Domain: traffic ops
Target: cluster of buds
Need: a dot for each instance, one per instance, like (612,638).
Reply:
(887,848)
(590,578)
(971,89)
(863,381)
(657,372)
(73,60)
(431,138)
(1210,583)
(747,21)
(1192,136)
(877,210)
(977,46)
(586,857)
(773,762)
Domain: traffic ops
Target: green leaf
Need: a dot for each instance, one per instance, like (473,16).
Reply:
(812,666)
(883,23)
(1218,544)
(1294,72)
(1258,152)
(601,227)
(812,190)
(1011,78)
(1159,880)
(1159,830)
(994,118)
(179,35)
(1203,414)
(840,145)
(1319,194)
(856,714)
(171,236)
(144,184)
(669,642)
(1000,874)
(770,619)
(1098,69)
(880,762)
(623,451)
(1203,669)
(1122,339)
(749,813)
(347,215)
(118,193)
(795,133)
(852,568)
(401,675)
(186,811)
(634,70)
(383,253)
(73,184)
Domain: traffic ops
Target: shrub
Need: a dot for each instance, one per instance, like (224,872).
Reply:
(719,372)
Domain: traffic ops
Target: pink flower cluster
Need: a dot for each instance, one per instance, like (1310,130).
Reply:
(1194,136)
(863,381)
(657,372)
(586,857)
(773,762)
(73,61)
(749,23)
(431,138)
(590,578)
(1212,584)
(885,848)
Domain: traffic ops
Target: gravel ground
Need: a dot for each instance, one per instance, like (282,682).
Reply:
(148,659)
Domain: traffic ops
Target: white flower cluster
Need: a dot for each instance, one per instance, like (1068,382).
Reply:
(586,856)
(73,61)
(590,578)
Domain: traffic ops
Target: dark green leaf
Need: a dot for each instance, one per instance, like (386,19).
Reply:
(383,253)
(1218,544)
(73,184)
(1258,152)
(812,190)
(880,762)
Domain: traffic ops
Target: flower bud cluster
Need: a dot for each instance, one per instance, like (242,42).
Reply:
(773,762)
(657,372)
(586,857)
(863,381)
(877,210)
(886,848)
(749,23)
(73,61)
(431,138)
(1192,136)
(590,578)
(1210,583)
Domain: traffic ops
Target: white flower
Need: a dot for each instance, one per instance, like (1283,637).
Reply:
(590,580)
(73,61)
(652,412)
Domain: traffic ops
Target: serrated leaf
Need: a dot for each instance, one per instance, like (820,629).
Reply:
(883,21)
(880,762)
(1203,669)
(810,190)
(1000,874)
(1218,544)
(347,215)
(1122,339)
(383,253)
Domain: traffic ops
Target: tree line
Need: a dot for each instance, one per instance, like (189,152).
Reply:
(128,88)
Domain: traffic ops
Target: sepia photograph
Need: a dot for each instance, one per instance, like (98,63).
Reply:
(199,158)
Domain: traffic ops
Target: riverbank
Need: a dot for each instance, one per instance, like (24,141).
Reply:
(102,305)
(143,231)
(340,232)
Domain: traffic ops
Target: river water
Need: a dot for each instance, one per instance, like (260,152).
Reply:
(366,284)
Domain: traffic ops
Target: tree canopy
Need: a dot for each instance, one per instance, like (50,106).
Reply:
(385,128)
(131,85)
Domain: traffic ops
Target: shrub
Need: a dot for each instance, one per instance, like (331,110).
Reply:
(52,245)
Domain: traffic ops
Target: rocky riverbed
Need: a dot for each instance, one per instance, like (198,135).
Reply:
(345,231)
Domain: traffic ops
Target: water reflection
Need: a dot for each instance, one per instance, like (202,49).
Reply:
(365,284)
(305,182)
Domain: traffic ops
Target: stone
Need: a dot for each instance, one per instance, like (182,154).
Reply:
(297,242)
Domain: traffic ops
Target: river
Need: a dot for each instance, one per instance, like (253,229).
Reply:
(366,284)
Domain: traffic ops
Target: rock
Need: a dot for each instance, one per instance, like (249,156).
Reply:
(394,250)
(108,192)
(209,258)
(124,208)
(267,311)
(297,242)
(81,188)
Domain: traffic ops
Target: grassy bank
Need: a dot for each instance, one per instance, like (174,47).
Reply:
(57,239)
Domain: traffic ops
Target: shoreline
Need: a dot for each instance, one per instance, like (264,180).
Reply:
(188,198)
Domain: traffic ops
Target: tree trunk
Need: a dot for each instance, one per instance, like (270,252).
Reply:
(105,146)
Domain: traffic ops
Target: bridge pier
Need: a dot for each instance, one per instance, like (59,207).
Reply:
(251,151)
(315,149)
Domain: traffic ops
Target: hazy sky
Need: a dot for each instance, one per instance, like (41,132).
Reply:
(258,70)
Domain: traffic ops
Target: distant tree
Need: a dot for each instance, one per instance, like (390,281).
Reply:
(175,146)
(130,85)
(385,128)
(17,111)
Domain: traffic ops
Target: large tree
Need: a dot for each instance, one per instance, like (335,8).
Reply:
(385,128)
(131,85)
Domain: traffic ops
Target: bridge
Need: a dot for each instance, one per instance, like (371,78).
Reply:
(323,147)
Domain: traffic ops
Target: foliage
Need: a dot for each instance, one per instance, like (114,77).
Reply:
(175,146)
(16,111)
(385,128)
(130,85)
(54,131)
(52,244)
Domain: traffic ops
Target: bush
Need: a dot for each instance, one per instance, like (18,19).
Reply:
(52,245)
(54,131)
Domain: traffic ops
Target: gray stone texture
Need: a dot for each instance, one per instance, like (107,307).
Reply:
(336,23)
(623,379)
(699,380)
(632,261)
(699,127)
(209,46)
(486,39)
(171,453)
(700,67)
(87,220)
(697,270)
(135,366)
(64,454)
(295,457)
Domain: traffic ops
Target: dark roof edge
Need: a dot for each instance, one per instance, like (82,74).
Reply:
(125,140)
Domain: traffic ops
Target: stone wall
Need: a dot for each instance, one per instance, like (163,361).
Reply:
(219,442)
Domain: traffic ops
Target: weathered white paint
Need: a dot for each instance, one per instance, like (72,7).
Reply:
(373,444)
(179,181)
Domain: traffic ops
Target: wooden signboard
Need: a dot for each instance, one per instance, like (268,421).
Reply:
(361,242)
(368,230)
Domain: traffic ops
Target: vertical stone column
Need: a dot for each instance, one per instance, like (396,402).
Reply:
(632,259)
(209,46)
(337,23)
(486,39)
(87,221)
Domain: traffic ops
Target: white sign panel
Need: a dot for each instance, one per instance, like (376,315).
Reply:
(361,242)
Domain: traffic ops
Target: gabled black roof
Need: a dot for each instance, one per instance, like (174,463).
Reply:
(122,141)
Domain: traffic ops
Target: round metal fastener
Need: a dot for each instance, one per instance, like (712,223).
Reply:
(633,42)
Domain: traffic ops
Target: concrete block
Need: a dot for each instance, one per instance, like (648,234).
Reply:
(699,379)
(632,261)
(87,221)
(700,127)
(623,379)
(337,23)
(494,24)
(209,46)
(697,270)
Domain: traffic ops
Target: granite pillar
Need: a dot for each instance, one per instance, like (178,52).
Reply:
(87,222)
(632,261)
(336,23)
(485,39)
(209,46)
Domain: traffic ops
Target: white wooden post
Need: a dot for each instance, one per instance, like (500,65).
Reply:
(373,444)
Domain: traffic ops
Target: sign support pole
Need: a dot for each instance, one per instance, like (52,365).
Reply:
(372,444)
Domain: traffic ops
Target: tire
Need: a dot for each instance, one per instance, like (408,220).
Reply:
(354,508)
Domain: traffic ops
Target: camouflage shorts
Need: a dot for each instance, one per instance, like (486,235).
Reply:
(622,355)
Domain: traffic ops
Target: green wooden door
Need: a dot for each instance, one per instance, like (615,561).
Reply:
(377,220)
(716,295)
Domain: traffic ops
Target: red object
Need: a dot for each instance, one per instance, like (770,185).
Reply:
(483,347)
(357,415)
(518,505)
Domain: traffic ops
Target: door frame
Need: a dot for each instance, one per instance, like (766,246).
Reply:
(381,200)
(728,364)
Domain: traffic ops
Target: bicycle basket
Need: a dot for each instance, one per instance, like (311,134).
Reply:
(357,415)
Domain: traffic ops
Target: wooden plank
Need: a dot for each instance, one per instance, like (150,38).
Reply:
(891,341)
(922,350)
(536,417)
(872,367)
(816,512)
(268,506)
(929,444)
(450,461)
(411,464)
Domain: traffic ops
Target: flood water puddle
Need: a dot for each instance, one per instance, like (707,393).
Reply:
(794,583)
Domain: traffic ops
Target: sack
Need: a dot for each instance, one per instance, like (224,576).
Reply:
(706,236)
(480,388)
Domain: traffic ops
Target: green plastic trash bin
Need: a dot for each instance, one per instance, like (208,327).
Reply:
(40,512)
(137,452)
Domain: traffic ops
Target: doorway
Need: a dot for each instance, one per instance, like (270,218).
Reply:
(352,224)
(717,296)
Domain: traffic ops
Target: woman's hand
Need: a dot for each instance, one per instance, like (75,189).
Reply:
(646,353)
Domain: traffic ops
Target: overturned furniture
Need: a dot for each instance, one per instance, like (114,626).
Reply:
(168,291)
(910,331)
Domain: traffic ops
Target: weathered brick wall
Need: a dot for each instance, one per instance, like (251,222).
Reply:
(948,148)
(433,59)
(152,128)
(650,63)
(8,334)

☆ ☆ ☆ ☆ ☆

**PROBLEM TO WORK ON:** Which lines in the listing above contain the string "tree"? List every one of them in full, treating uppercase and lowercase as different.

**SOLVED PROBLEM:**
Target: tree line
Target: tree canopy
Target: tree trunk
Target: distant tree
Target: large tree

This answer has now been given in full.